Work instructions -
Copy out the data below word for word, changing nothing.

........

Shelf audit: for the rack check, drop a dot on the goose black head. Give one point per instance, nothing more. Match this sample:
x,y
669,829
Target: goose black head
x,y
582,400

........

Task solution -
Shelf audit: for the rack check, drop a dot on the goose black head. Give one point per instance, nothing more. Match this sample:
x,y
669,829
Target: goose black head
x,y
582,400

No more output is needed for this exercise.